Referring expression grounding data:
_ _ _

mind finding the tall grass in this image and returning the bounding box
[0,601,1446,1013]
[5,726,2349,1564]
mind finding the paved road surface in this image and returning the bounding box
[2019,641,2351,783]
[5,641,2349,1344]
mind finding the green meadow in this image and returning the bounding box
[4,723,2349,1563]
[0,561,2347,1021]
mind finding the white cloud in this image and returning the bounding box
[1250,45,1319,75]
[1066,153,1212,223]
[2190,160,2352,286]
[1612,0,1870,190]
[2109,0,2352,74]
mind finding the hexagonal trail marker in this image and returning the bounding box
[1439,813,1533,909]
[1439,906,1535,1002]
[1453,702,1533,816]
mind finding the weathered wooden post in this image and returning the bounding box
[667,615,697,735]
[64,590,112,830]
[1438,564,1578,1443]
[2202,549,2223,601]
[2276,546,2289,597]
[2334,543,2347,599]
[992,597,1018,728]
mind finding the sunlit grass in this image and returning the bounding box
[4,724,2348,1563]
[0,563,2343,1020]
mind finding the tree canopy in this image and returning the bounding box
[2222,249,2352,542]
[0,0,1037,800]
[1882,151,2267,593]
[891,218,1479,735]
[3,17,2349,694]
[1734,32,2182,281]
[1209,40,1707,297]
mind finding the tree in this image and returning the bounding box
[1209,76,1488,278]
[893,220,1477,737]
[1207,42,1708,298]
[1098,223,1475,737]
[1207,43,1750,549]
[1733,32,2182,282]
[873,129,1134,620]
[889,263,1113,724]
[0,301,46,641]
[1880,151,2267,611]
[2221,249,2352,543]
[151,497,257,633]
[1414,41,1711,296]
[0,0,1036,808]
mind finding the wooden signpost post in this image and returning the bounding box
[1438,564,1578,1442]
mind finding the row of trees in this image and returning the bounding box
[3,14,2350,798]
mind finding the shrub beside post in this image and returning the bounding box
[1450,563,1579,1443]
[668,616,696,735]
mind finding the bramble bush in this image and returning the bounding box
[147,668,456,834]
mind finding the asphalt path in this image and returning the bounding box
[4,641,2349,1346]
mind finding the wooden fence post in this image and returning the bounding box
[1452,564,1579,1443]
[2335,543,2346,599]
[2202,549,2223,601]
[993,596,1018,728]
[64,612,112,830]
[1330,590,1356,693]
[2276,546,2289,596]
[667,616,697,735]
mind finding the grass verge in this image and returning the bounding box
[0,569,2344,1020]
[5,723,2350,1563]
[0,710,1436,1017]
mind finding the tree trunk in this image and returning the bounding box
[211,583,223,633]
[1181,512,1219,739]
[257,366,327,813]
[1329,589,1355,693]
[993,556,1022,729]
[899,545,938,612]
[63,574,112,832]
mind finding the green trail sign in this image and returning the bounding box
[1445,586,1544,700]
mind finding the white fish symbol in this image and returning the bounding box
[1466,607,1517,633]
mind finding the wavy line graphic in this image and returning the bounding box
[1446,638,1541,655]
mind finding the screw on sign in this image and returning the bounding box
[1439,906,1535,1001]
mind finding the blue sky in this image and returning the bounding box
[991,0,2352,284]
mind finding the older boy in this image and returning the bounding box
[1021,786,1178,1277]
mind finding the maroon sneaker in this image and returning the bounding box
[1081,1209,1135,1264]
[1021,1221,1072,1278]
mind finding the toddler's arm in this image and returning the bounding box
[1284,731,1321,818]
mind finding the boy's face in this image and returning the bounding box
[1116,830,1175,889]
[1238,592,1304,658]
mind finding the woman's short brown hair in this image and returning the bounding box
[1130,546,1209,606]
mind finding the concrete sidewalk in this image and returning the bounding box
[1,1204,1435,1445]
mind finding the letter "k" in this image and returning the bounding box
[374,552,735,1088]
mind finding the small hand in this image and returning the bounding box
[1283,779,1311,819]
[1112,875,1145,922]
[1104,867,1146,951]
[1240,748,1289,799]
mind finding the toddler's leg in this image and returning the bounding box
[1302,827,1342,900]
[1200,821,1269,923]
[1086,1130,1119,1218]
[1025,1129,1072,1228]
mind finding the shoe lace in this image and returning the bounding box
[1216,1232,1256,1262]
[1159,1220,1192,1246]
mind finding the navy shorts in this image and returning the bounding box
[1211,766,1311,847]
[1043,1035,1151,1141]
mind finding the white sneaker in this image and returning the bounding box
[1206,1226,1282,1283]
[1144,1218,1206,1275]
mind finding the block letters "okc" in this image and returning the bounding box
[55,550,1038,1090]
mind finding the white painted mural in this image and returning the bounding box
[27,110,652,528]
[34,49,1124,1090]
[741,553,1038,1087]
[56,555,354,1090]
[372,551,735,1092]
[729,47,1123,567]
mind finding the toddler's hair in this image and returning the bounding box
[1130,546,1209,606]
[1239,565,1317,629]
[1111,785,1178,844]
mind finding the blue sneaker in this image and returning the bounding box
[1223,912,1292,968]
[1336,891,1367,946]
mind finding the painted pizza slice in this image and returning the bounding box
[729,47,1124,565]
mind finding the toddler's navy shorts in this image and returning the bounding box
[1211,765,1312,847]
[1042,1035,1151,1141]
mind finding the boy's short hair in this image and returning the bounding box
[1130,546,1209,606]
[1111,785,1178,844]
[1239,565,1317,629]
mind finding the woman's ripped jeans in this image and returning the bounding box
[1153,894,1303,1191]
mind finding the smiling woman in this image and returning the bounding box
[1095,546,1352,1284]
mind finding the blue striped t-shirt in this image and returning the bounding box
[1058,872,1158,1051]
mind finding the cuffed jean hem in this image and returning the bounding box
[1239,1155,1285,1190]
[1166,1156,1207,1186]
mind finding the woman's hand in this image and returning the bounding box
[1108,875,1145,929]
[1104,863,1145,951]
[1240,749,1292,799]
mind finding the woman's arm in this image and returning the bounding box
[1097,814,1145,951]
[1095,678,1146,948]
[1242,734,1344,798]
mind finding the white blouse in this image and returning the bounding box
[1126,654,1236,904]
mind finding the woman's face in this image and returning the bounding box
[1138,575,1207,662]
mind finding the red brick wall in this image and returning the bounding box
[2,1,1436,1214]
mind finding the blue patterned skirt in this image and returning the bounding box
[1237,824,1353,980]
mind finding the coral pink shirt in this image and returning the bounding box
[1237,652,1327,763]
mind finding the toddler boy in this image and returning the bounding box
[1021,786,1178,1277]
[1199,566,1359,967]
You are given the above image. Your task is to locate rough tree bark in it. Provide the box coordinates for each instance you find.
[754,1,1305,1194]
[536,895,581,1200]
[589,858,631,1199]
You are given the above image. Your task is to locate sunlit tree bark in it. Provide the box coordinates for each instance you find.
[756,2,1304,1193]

_ _ _

**Work item**
For this exercise, output the records in full, exactly.

**Reply**
mind finding the tall grass in this image and returning the bounding box
[0,601,1446,1013]
[5,726,2349,1564]
mind finding the paved road surface in this image and returning the bounding box
[2019,641,2351,783]
[5,641,2349,1344]
mind finding the green meadow in this image and returning the bounding box
[4,723,2349,1563]
[0,561,2347,1021]
mind finding the white cloud in this image and returning the bounding box
[1250,45,1319,75]
[1066,153,1212,223]
[2190,160,2352,286]
[1612,0,1870,190]
[2109,0,2352,74]
mind finding the hexagonal trail marker in this image and returning the bounding box
[1439,813,1533,909]
[1439,906,1535,1002]
[1453,702,1533,816]
mind finding the weathered wooden post in this image and returning the bounding box
[667,615,697,735]
[64,590,112,830]
[1438,564,1578,1443]
[2202,549,2223,601]
[2276,546,2289,597]
[2334,543,2347,599]
[992,597,1018,728]
mind finding the sunlit grass in this image and returning the bounding box
[4,724,2348,1563]
[0,563,2343,1020]
mind finding the tree canopy in this image and returning the bounding box
[2222,249,2352,542]
[0,0,1037,800]
[1882,151,2267,593]
[891,218,1479,735]
[3,17,2349,694]
[1734,32,2182,281]
[1209,40,1707,297]
mind finding the tree in this image and returning the bounding box
[1209,76,1488,278]
[893,220,1477,737]
[1207,42,1708,298]
[1098,223,1475,737]
[1207,43,1750,549]
[1733,32,2182,282]
[873,129,1134,620]
[889,263,1113,724]
[0,301,46,641]
[1880,151,2267,611]
[2221,249,2352,543]
[151,497,257,633]
[1414,41,1711,296]
[0,0,1036,808]
mind finding the wooden signpost post in this image and returning the bounding box
[1438,564,1578,1442]
mind finding the row of trees in this image and returning the bounding box
[3,14,2350,798]
mind finding the shrub beside post in this image and returning the bounding box
[1450,563,1579,1443]
[668,616,696,735]
mind finding the bramble bush in this image and returning the bounding box
[147,668,456,834]
mind finding the asphalt path in this image and returning the bounding box
[4,641,2349,1346]
mind finding the wooden fence post in this image and returning the bounding box
[1452,564,1579,1443]
[2335,543,2346,599]
[2202,549,2223,601]
[993,596,1018,728]
[64,612,112,830]
[1330,590,1356,693]
[2276,546,2289,596]
[667,616,697,735]
mind finding the grass verge in this image and returning the bounding box
[0,569,2344,1020]
[5,723,2350,1563]
[0,710,1436,1017]
mind finding the tree trunk in this image and returning the bounding box
[211,583,223,633]
[1181,512,1219,739]
[257,366,327,813]
[1329,589,1355,693]
[993,556,1022,729]
[899,545,938,612]
[63,574,112,832]
mind finding the green trail sign in this image and returning the bounding box
[1445,586,1544,700]
mind finding the white fish symbol in this image and returning the bounding box
[1466,607,1517,633]
mind finding the wavy line graphic in this image and returning the bounding box
[1446,638,1541,655]
mind finding the screw on sign in this image and returning the bounding box
[1439,906,1535,1001]
mind finding the blue sky in this image and returning the bounding box
[991,0,2352,284]
mind finding the older boy in this image and returning the bounding box
[1021,786,1178,1277]
mind finding the maroon sneaker in this image and returning the bounding box
[1081,1209,1135,1264]
[1021,1221,1072,1278]
mind finding the toddler's arm in this image and returning the bounding box
[1284,731,1321,818]
mind finding the boy's face in this image and returning the bounding box
[1116,830,1175,889]
[1238,592,1304,658]
mind finding the woman's short brown hair in this image and returning the bounding box
[1130,546,1209,606]
mind finding the concrete sidewalk in this image and returning the bounding box
[1,1204,1435,1445]
mind finding the letter "k" in this image and returning the bounding box
[374,552,735,1088]
mind finding the small hand in this image and returning the bounding box
[1283,779,1311,819]
[1112,875,1145,922]
[1104,867,1146,951]
[1240,748,1289,799]
mind finding the toddler's leg in this image and returning the bounding box
[1302,827,1342,900]
[1200,821,1269,923]
[1086,1130,1119,1218]
[1025,1129,1072,1228]
mind finding the shoe lace in this image and returning the bounding box
[1216,1232,1256,1262]
[1159,1220,1192,1246]
mind finding the navy shorts in this image and returning the bounding box
[1211,766,1311,847]
[1043,1035,1151,1141]
mind finding the white sneaker in this image and returning the bounding box
[1206,1226,1282,1283]
[1144,1218,1206,1275]
mind finding the block letters "okc" in this image and returning the bounding box
[55,550,1038,1090]
mind finding the white painted mural in this image and returning the bounding box
[27,110,652,528]
[34,49,1124,1090]
[741,553,1038,1087]
[56,555,354,1090]
[372,551,735,1092]
[729,47,1123,567]
mind finding the toddler's hair in this image and returning the bounding box
[1130,546,1209,606]
[1239,565,1317,629]
[1111,785,1178,844]
mind finding the blue sneaker in this image and returning the bounding box
[1223,912,1292,968]
[1336,891,1367,946]
mind finding the painted pizza slice in this image and returning the bounding box
[729,47,1124,565]
mind finding the toddler's navy shorts in this image and returning the bounding box
[1211,765,1312,847]
[1042,1035,1151,1141]
mind finding the boy's short hair in this image and returning the bounding box
[1130,546,1209,606]
[1111,785,1178,844]
[1239,565,1317,629]
mind finding the woman's ripped jeans in this image and returning the bounding box
[1153,894,1303,1191]
mind finding the smiling woman in this image and returning the bounding box
[1095,546,1352,1284]
mind finding the blue striped t-shirt in this image and returning the bounding box
[1058,872,1158,1051]
mind finding the cuffed jean hem in this image and returning the bounding box
[1239,1155,1285,1190]
[1166,1156,1207,1186]
mind finding the woman's hand in this image and returning the bounding box
[1108,875,1145,929]
[1104,863,1145,951]
[1240,749,1292,799]
mind finding the woman's arm in this image and returning the bounding box
[1097,814,1145,951]
[1095,678,1146,948]
[1242,734,1344,798]
mind finding the white blouse in this image and returning the bounding box
[1126,654,1236,904]
mind finding the woman's face in this image and returning the bounding box
[1138,575,1207,662]
mind finding the red brick wall in this image and returning the bounding box
[2,1,1436,1214]
mind finding the blue patterned skirt in this image and returning the bounding box
[1237,824,1353,980]
mind finding the coral pink shirt in this image and returning the bounding box
[1237,652,1327,763]
mind finding the toddler boy in this image and returning the bounding box
[1021,786,1178,1277]
[1199,566,1359,967]
You are given the above image. Your task is to locate rough tree bark in it. Provide the box coordinates for each instance you find.
[754,1,1305,1194]
[536,895,581,1200]
[589,858,631,1199]
You are given the above image. Your task is to locate sunlit tree bark in it. Provide the box coordinates for each instance you find.
[756,2,1304,1193]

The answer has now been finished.